WORK TO BE COMPLETED → Please return every line of the records below that contains the word "group".

SOURCE INFORMATION →
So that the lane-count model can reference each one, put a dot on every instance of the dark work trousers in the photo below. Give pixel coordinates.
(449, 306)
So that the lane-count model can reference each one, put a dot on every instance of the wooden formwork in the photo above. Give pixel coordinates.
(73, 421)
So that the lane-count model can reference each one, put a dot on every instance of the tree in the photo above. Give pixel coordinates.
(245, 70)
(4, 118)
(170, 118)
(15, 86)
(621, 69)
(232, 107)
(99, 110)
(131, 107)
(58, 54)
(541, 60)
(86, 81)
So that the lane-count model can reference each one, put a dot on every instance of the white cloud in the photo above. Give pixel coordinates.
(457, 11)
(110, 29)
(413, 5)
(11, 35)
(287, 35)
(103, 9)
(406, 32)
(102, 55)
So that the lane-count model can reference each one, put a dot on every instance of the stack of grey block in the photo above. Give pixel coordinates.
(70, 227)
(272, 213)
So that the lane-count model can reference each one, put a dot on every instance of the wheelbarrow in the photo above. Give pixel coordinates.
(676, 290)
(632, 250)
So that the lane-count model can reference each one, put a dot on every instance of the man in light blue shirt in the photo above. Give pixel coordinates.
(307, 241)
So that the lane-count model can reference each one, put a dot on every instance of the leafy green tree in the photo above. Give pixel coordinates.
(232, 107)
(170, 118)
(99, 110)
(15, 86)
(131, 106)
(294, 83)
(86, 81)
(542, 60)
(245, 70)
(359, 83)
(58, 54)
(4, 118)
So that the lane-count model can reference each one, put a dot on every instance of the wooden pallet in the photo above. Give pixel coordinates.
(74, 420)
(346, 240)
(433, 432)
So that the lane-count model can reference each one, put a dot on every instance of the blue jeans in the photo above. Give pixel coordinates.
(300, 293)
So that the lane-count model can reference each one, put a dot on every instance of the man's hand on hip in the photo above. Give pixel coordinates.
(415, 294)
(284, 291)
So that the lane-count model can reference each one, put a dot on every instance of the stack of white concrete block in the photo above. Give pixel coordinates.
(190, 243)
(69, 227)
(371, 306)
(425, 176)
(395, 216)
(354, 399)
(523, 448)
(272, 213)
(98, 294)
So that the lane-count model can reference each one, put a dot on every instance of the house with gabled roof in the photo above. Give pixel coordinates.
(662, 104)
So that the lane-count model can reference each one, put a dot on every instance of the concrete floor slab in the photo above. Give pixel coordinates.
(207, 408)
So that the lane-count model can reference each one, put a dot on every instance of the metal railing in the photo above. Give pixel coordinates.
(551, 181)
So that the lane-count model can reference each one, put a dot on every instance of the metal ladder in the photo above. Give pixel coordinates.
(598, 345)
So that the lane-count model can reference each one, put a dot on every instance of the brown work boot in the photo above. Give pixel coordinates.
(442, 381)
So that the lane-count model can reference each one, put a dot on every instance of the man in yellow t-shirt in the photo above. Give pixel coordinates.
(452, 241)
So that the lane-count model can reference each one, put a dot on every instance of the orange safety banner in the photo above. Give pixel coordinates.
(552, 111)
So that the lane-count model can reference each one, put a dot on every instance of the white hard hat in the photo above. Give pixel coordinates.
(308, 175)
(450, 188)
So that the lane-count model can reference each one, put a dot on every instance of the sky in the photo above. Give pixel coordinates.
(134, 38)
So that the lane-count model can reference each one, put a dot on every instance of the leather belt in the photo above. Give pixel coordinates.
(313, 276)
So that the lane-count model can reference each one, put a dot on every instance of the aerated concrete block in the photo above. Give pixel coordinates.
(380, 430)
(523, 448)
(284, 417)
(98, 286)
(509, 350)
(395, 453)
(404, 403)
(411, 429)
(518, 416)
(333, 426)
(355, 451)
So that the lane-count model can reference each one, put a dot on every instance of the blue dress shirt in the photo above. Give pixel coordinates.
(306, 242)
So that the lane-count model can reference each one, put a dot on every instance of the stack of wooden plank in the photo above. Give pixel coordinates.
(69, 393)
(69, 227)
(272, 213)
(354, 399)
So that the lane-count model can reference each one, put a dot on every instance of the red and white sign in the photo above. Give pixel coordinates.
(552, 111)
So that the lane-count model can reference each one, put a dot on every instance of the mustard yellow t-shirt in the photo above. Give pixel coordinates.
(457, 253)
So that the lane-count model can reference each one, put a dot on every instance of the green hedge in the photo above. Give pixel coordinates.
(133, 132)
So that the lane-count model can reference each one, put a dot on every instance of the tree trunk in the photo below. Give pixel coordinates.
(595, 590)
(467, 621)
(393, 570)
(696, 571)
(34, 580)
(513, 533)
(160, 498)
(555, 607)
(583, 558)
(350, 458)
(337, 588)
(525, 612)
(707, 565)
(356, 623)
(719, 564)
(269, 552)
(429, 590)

* * *

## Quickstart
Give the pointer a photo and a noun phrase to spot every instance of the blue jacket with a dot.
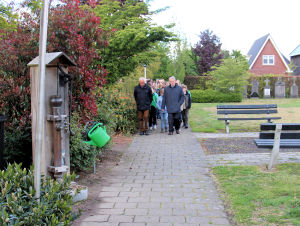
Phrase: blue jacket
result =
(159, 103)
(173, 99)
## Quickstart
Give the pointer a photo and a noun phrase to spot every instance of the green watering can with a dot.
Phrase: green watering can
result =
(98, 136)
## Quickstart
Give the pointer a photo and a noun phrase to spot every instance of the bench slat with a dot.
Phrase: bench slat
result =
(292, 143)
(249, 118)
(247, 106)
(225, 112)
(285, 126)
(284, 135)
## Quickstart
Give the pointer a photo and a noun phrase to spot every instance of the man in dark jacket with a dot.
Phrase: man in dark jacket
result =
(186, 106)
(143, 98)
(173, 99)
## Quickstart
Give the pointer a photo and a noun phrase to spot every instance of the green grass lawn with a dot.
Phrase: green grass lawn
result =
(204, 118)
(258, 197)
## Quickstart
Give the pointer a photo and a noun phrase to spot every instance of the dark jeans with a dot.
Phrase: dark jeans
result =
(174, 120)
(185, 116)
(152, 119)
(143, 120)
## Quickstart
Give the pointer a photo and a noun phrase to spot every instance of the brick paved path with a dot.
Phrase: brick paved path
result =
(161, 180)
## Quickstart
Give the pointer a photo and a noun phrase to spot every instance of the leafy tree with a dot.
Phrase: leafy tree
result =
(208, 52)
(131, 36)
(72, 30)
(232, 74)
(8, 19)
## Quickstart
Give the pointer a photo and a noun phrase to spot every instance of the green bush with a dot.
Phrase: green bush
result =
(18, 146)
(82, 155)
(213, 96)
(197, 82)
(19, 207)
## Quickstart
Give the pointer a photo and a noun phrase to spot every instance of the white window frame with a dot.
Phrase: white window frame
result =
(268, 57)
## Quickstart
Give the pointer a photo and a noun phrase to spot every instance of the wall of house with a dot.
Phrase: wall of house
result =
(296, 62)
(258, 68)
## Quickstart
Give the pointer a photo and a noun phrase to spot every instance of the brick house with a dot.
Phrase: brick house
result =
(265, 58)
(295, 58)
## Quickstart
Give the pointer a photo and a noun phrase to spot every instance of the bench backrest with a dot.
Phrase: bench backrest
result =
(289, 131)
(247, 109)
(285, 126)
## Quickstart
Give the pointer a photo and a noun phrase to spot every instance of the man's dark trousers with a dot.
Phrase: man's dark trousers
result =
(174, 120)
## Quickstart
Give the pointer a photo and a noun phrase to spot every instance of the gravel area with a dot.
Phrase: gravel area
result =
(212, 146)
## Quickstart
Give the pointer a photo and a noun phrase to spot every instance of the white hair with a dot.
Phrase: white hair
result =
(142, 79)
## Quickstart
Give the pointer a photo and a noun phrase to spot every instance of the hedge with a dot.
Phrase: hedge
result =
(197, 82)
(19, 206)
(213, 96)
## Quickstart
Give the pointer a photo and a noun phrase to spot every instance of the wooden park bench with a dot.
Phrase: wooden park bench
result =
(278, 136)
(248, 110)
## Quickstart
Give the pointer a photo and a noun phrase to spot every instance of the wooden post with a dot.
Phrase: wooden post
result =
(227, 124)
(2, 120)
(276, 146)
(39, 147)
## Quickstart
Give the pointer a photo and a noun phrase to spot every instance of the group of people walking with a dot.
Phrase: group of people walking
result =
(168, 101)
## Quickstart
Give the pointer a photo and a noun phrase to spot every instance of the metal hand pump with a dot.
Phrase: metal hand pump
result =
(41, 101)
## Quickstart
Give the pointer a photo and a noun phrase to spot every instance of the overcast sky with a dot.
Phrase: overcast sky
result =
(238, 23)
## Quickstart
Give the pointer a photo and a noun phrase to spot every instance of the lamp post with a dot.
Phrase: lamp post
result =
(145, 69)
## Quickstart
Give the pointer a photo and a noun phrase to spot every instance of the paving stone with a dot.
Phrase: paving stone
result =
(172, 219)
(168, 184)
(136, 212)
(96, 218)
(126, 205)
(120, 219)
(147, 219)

--

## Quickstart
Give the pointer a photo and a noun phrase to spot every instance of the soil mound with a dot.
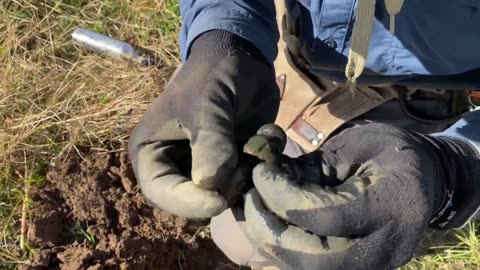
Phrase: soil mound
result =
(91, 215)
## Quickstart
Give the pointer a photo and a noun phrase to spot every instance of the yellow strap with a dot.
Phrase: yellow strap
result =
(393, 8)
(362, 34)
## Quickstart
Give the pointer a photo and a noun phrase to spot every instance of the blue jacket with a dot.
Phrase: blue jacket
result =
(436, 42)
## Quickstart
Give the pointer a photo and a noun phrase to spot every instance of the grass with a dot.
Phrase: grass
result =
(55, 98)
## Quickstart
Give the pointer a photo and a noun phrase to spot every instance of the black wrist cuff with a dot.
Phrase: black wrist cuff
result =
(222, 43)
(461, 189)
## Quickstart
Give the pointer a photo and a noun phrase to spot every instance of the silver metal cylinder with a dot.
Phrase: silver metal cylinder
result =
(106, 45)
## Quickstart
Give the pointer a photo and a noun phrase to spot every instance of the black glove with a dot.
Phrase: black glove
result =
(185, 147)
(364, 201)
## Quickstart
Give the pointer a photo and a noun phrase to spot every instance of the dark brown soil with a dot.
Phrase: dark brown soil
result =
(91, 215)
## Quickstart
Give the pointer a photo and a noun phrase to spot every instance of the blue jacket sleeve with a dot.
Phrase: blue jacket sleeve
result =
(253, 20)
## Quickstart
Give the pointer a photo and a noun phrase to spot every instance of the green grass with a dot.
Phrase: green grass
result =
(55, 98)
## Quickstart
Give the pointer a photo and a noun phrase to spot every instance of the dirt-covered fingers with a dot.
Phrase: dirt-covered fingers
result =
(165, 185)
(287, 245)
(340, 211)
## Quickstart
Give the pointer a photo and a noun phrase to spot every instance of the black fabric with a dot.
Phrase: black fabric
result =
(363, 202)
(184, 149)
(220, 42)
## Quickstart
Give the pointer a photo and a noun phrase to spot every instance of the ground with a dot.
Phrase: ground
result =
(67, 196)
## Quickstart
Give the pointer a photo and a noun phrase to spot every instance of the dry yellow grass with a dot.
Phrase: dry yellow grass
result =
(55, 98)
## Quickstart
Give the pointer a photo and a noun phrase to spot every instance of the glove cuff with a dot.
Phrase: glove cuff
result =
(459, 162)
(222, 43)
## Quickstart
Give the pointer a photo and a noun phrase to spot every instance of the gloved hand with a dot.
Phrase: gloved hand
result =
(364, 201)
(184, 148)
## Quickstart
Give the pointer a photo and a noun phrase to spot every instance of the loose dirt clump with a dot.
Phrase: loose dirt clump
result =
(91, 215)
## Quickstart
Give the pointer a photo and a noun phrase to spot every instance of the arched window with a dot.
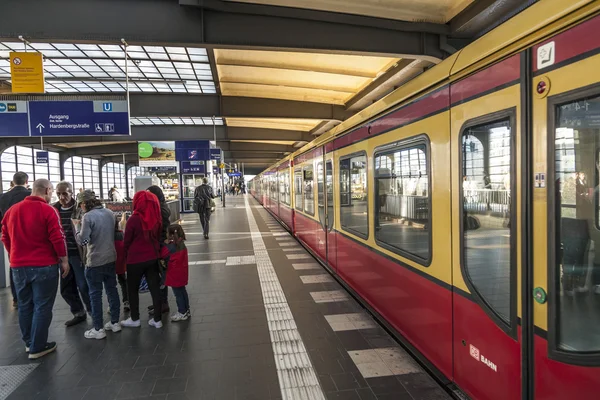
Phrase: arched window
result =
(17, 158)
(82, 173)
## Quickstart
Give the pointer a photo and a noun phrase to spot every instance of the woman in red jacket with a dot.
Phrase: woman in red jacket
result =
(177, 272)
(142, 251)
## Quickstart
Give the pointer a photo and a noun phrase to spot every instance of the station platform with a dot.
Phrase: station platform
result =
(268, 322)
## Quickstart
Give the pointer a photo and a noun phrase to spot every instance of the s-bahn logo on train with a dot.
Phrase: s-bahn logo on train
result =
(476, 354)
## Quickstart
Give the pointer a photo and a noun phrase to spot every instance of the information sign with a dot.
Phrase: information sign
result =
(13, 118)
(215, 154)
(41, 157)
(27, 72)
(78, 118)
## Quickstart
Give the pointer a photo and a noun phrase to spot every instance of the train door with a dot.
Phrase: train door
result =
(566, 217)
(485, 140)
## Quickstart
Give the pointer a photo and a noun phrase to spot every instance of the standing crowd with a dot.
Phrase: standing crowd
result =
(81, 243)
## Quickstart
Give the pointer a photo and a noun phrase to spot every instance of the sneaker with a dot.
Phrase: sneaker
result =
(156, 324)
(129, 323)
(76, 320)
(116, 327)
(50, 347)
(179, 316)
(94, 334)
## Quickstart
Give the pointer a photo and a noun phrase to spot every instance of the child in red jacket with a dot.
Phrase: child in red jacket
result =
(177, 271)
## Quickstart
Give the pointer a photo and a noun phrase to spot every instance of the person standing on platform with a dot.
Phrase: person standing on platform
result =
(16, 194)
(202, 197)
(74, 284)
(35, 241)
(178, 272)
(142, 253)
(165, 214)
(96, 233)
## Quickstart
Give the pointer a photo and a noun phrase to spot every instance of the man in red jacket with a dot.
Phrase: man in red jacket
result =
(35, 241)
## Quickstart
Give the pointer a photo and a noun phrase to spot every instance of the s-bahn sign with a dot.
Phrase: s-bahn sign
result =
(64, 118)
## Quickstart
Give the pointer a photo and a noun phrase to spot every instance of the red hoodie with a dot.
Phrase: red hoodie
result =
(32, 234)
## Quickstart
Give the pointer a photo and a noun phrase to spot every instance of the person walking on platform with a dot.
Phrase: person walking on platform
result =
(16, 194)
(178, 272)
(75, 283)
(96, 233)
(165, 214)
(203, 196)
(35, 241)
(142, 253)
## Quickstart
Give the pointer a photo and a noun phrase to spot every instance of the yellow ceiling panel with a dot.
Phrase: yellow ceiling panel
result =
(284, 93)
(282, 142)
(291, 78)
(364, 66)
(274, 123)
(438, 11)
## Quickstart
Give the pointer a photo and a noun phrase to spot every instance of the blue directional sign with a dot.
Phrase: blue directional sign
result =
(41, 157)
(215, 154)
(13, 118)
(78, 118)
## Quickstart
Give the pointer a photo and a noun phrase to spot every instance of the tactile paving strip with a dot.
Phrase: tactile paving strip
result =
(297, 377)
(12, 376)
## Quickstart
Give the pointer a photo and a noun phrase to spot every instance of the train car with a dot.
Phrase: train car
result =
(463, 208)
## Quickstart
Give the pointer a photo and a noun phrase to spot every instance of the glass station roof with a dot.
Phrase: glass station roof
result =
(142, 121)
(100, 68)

FINISHED EXERCISE →
Give the pointer a photo and a noun phrase to spot every instance of the group of people walking with a dot.
Phrase: group of people walking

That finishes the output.